[[ Records provided open ]]
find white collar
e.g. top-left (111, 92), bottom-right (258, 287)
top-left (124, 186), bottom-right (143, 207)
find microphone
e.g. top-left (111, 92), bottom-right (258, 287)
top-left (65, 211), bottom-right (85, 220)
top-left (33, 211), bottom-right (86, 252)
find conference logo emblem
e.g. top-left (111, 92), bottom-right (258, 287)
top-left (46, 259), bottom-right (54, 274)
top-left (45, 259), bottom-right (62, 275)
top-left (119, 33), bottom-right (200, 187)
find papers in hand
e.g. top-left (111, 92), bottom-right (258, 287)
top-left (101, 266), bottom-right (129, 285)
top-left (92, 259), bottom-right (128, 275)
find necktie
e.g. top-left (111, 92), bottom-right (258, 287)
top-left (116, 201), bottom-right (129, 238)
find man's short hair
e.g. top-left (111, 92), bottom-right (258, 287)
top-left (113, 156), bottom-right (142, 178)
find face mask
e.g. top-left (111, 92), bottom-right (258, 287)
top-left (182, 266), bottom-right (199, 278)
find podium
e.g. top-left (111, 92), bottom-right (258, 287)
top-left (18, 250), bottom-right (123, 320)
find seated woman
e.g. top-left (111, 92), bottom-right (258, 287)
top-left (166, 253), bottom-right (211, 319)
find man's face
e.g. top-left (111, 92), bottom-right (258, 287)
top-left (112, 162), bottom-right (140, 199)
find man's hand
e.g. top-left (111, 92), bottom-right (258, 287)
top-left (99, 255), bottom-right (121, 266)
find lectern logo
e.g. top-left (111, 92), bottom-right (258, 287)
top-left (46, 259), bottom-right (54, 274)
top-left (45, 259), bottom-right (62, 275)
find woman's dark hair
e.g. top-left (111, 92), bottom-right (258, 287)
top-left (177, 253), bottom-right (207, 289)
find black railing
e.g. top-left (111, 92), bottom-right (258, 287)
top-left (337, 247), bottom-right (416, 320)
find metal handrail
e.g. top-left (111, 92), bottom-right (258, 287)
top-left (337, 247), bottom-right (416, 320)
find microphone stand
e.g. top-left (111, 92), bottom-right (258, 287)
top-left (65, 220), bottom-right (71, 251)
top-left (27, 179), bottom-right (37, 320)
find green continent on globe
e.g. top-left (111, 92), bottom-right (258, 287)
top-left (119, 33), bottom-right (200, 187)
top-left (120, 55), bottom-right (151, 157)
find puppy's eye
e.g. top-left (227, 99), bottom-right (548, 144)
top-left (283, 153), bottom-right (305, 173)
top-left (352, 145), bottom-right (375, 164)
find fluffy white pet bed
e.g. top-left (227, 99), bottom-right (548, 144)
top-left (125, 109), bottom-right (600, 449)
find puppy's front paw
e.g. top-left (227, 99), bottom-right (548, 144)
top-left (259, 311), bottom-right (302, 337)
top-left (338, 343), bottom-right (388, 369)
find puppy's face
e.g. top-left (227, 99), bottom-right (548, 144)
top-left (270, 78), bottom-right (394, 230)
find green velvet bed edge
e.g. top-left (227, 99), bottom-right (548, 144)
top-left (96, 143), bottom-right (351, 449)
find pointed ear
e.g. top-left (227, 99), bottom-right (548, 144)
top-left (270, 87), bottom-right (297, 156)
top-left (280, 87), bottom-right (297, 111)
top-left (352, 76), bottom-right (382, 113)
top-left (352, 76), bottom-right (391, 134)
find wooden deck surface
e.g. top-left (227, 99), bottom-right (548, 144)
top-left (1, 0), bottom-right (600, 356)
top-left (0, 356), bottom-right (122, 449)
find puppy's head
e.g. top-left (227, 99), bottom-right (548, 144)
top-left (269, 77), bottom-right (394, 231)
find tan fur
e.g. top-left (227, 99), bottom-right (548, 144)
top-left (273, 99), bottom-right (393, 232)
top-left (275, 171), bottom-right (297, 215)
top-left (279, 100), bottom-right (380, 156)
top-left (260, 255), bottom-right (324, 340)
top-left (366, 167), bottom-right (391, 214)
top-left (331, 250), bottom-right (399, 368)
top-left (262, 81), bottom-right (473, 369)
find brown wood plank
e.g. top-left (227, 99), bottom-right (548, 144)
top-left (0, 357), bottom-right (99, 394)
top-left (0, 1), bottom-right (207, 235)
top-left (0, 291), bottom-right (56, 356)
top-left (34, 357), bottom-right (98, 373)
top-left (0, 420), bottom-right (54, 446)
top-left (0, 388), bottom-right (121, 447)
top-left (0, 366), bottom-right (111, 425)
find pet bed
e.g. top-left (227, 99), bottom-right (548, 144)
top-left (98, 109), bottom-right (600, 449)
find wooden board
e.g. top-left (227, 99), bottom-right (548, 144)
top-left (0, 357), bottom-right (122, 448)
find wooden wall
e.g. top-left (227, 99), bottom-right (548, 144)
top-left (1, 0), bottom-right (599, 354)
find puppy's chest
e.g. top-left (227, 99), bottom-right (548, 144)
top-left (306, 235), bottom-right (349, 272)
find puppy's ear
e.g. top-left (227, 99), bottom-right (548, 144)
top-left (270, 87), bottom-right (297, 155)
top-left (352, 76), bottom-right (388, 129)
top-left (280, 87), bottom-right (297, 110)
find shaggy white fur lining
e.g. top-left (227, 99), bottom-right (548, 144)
[[ Records provided closed ]]
### Your goal
Every record should be printed again exactly as it reads.

### Result of the task
find white collar
e.g. top-left (111, 92), bottom-right (258, 287)
top-left (124, 186), bottom-right (143, 207)
find microphone
e.g. top-left (111, 92), bottom-right (258, 287)
top-left (65, 211), bottom-right (85, 220)
top-left (33, 211), bottom-right (86, 252)
find conference logo emblem
e.g. top-left (111, 92), bottom-right (258, 287)
top-left (46, 259), bottom-right (54, 274)
top-left (45, 259), bottom-right (62, 275)
top-left (119, 33), bottom-right (200, 187)
find papers in hand
e.g. top-left (111, 92), bottom-right (258, 287)
top-left (101, 266), bottom-right (129, 285)
top-left (92, 259), bottom-right (128, 275)
find necktie
e.g. top-left (111, 92), bottom-right (258, 287)
top-left (116, 201), bottom-right (129, 238)
find man's short hair
e.g. top-left (111, 92), bottom-right (258, 287)
top-left (113, 156), bottom-right (142, 178)
find face mask
e.g. top-left (111, 92), bottom-right (258, 287)
top-left (182, 266), bottom-right (199, 278)
find podium
e.g. top-left (111, 92), bottom-right (258, 287)
top-left (18, 250), bottom-right (123, 320)
find seated woman
e.g. top-left (111, 92), bottom-right (258, 287)
top-left (166, 253), bottom-right (211, 319)
find man's face
e.g. top-left (111, 92), bottom-right (258, 287)
top-left (112, 162), bottom-right (140, 199)
find man's hand
e.g. top-left (111, 92), bottom-right (258, 287)
top-left (99, 255), bottom-right (121, 266)
find lectern logo
e.g. top-left (111, 92), bottom-right (258, 287)
top-left (46, 259), bottom-right (54, 274)
top-left (45, 259), bottom-right (62, 275)
find woman's dark hair
e.g. top-left (111, 92), bottom-right (258, 287)
top-left (177, 253), bottom-right (207, 289)
find black railing
e.g. top-left (111, 92), bottom-right (258, 287)
top-left (337, 247), bottom-right (416, 320)
find metal handrail
e.g. top-left (111, 92), bottom-right (258, 287)
top-left (337, 247), bottom-right (416, 320)
find microphone stand
e.g. top-left (111, 92), bottom-right (258, 287)
top-left (65, 220), bottom-right (71, 251)
top-left (27, 179), bottom-right (37, 320)
find green continent on globe
e.g. top-left (111, 92), bottom-right (258, 287)
top-left (119, 33), bottom-right (200, 187)
top-left (120, 55), bottom-right (151, 157)
find puppy's eye
e.g. top-left (227, 99), bottom-right (548, 144)
top-left (283, 153), bottom-right (305, 173)
top-left (352, 145), bottom-right (375, 164)
find fluffy white pet bed
e.g. top-left (227, 99), bottom-right (548, 144)
top-left (125, 109), bottom-right (600, 449)
find puppy's front paw
e.g. top-left (227, 99), bottom-right (548, 144)
top-left (259, 311), bottom-right (302, 337)
top-left (338, 343), bottom-right (388, 369)
find puppy's face
e.g. top-left (227, 99), bottom-right (548, 144)
top-left (270, 78), bottom-right (394, 230)
find green velvet bed edge
e.g. top-left (227, 99), bottom-right (548, 144)
top-left (96, 143), bottom-right (351, 449)
find pointed ear
e.g. top-left (227, 99), bottom-right (548, 144)
top-left (270, 87), bottom-right (297, 156)
top-left (280, 87), bottom-right (297, 111)
top-left (352, 76), bottom-right (382, 113)
top-left (352, 76), bottom-right (391, 134)
find wooden deck surface
e.g. top-left (227, 99), bottom-right (548, 144)
top-left (1, 0), bottom-right (600, 356)
top-left (0, 356), bottom-right (122, 449)
find puppy's head
e.g. top-left (227, 99), bottom-right (548, 144)
top-left (269, 77), bottom-right (394, 231)
find tan fur
e.g. top-left (227, 99), bottom-right (548, 144)
top-left (273, 99), bottom-right (393, 232)
top-left (275, 171), bottom-right (297, 215)
top-left (279, 100), bottom-right (380, 156)
top-left (260, 255), bottom-right (324, 340)
top-left (366, 167), bottom-right (391, 214)
top-left (331, 250), bottom-right (399, 368)
top-left (262, 81), bottom-right (473, 369)
find brown wood plank
e.g. top-left (227, 99), bottom-right (548, 144)
top-left (0, 357), bottom-right (99, 394)
top-left (0, 1), bottom-right (207, 235)
top-left (0, 291), bottom-right (56, 356)
top-left (34, 357), bottom-right (98, 373)
top-left (0, 420), bottom-right (54, 446)
top-left (0, 388), bottom-right (121, 447)
top-left (0, 366), bottom-right (111, 425)
find pet bed
e.g. top-left (227, 99), bottom-right (548, 144)
top-left (98, 109), bottom-right (600, 449)
find wooden board
e.g. top-left (227, 99), bottom-right (548, 144)
top-left (0, 357), bottom-right (122, 448)
find wooden wall
e.g. top-left (227, 99), bottom-right (548, 144)
top-left (1, 0), bottom-right (599, 354)
find puppy's chest
e.g. top-left (227, 99), bottom-right (548, 144)
top-left (306, 235), bottom-right (349, 272)
find puppy's ear
e.g. top-left (227, 99), bottom-right (548, 144)
top-left (270, 87), bottom-right (297, 155)
top-left (352, 76), bottom-right (388, 129)
top-left (280, 87), bottom-right (297, 110)
find shaggy white fur lining
e.g. top-left (227, 99), bottom-right (548, 144)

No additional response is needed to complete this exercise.